(Position annotation records)
========================

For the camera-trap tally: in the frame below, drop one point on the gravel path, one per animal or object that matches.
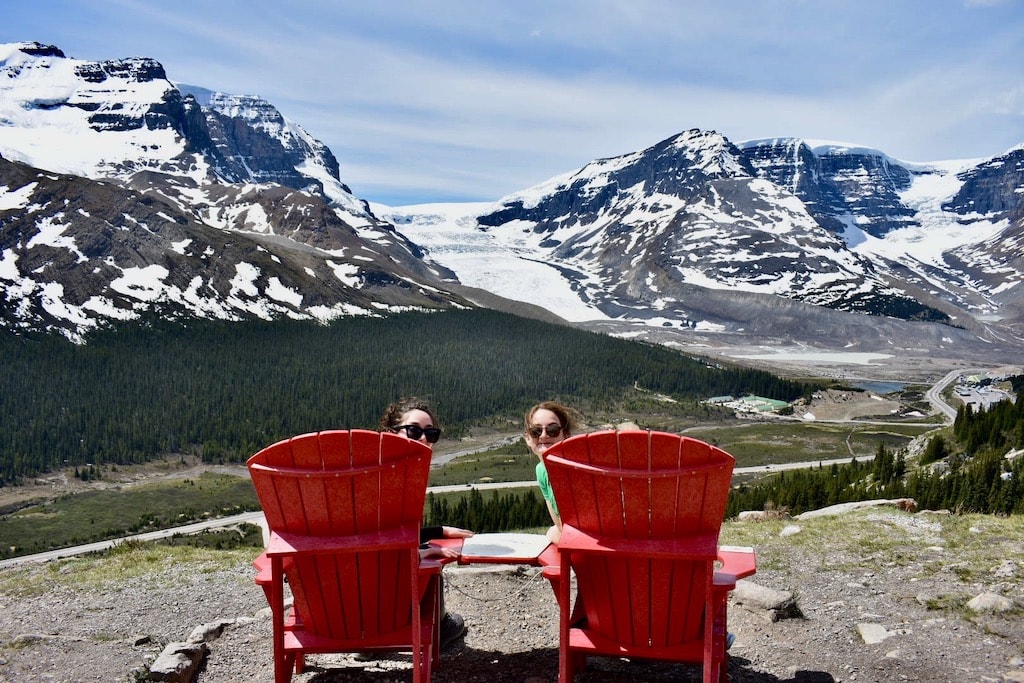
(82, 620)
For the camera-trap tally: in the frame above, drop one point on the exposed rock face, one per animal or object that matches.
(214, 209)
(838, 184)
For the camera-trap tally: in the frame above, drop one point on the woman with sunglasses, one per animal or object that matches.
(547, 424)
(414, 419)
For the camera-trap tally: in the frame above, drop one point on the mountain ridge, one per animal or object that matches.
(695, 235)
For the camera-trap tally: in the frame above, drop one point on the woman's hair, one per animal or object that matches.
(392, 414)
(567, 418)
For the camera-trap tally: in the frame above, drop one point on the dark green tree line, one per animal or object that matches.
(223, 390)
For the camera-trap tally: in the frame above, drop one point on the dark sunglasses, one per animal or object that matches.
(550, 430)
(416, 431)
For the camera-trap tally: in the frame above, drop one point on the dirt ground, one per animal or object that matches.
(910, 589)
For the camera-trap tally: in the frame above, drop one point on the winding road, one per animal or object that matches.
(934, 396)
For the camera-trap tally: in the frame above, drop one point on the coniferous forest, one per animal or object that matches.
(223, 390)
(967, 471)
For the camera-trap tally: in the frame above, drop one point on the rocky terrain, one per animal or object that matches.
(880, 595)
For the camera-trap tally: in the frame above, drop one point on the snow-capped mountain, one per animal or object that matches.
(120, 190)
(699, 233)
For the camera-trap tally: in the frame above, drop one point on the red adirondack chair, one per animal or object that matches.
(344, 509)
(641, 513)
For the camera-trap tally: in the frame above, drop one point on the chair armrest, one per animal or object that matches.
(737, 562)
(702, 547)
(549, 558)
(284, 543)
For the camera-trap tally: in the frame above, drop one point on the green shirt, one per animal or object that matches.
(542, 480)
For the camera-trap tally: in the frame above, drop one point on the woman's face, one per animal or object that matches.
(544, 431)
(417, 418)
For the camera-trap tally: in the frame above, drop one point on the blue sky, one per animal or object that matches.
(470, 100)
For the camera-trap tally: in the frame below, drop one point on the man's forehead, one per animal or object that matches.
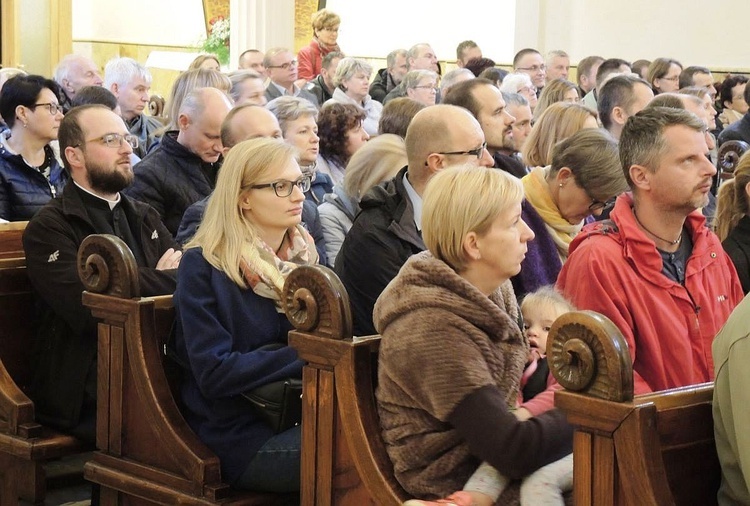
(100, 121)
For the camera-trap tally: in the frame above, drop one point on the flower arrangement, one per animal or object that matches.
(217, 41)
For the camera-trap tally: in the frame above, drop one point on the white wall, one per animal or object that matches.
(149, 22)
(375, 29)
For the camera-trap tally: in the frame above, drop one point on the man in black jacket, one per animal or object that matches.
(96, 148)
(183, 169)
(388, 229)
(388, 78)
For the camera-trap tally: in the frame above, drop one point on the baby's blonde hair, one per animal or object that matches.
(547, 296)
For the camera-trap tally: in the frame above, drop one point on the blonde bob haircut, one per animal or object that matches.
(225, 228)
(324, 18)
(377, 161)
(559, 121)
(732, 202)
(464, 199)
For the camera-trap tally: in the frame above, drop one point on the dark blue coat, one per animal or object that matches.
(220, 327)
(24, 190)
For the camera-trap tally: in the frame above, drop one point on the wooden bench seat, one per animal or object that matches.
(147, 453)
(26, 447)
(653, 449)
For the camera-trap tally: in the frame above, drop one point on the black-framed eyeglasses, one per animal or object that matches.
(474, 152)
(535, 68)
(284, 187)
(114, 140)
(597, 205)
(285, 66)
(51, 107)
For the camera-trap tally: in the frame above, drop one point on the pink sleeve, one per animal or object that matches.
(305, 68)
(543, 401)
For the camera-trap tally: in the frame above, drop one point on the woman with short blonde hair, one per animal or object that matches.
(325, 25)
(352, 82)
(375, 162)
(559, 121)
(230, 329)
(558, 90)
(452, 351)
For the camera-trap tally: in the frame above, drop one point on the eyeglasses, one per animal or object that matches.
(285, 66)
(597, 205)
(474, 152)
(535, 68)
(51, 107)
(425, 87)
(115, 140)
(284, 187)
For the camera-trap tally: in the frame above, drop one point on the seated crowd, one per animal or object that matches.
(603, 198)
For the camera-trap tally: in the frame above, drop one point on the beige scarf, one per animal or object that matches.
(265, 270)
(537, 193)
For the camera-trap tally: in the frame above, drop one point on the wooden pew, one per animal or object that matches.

========================

▸ Your task
All of the material above needs to be restated exactly, with no pictures.

▸ Final result
For the camera-trap tally: in the frame below, drop one point on the gravel path, one per animal or object that matches.
(82, 620)
For the camera-trap tally: in the frame above, drop one point on the exposed rock face, one per animal or object that matches.
(214, 209)
(838, 184)
For the camera-trap tally: in the frame above, drop one point on the woman with sunglasses, one per animal or object that matches.
(547, 424)
(414, 419)
For the camera-trap tally: in the frame above, drop one point on the mountain ridge, one per animal or object that matches.
(695, 235)
For the camera-trap tally: in the frame above, drop one point on the woman's hair, one per animal or object that matches.
(392, 414)
(567, 418)
For the camera-trap tally: in the frame above, drop one point on the dark green tree line, one per animal or object that matches.
(223, 390)
For the camera-trap tally: in the frame above, drop one point on the dark sunglasses, one per animal or object that matches.
(550, 430)
(416, 431)
For the camera-trap tally: in the frame above, drop one point on the dirt ground, one per animal or object that matches.
(910, 589)
For the camera-trap tally: in the frame above, drop one point on the winding road, one per animal or object that matches.
(934, 396)
For the camera-trap tally: in the frame above, drop one point on the coniferous forest, one per animal or object that matches.
(223, 390)
(967, 471)
For the camera-trap tally: in the frame above, drop one point on the rocky terrain, one per animal or object that matches.
(880, 595)
For the camera-trap tally: in the frame above, drop one point on the snow-capped mountain, one per animal or object that matches.
(120, 190)
(699, 233)
For the camera-trap tally: in the frame above, drop one point on the red adirondack chair, one per animal or object that matches.
(344, 509)
(641, 513)
For the camera-trap tally: in the frame above, drop one point on the chair armrest, one per animal or object that matches.
(737, 562)
(702, 547)
(549, 558)
(284, 543)
For the camera-trap tally: in the frame above, drop one point on the green shirt, one per animal or object that matches.
(542, 480)
For the camera-trap tally: in the frame above, drop one point on the woman's face, one per animal or object that matches.
(544, 431)
(417, 418)
For the camera-trap tally: in the frame above, drop one point on the blue sky, one per animal or object that matches.
(470, 100)
For the camera-trap tally: in the frame below, drop one point on the man's forehead, one per animal or object that matches.
(100, 121)
For the camera-trap tally: in the frame above, drop one point on the flower arrangement, one per animal or object that matches.
(217, 41)
For the camera-trap tally: in the frame above, drop one point on the white wall, one per animal or object that matches.
(149, 22)
(375, 29)
For the camera-trap tally: in the frame above, drop one point on the man in black jacket, one per animal or object that matches.
(96, 148)
(183, 169)
(388, 229)
(388, 78)
For the camera-trap tally: in the frame above, drop one point on the baby's blonde hair, one per animal or object that matches.
(547, 296)
For the camera-trap tally: in the frame above, drop one point on the blonde bob haircut, one per animal or object that matches.
(225, 228)
(324, 18)
(377, 161)
(559, 121)
(732, 202)
(464, 199)
For the camera-trap tally: in the frame above, drop one point on the dark blue coat, one per animal or object that matches.
(220, 327)
(24, 190)
For the camera-trap tally: in the frame above, drop one point on the wooden bench seat, one per animal or object that matches.
(147, 453)
(26, 447)
(653, 449)
For the camera-trap tally: in the frame above, drop one point on the black-framed eyeglasses, one per animal or object that matches.
(474, 152)
(535, 68)
(284, 187)
(114, 140)
(597, 205)
(285, 66)
(51, 107)
For the camera-trap tally: in the frame above, drop one point on the pink sleeve, one per animal or object that matches.
(305, 68)
(543, 401)
For the camera-trap tally: in the frame above, drop one point on the woman with short blonde hair, one per animal or object that matches.
(325, 25)
(352, 82)
(375, 162)
(559, 121)
(230, 329)
(558, 90)
(452, 351)
For the camera-trap tally: in the frame above, drop one point on the eyeglasses, one per animal or object that matches.
(285, 66)
(597, 205)
(474, 152)
(535, 68)
(51, 107)
(425, 87)
(115, 140)
(284, 187)
For the camera-trap tally: in the frame above, drop one point on the seated crowd, one per animal or object that matches.
(603, 198)
For the camera-trap tally: in the frame above, drop one point on the beige scarf, one per animal or object that matches.
(265, 270)
(537, 193)
For the camera-trap tally: in the frame above, drop one point on the wooden pew, one per animal or object that matches.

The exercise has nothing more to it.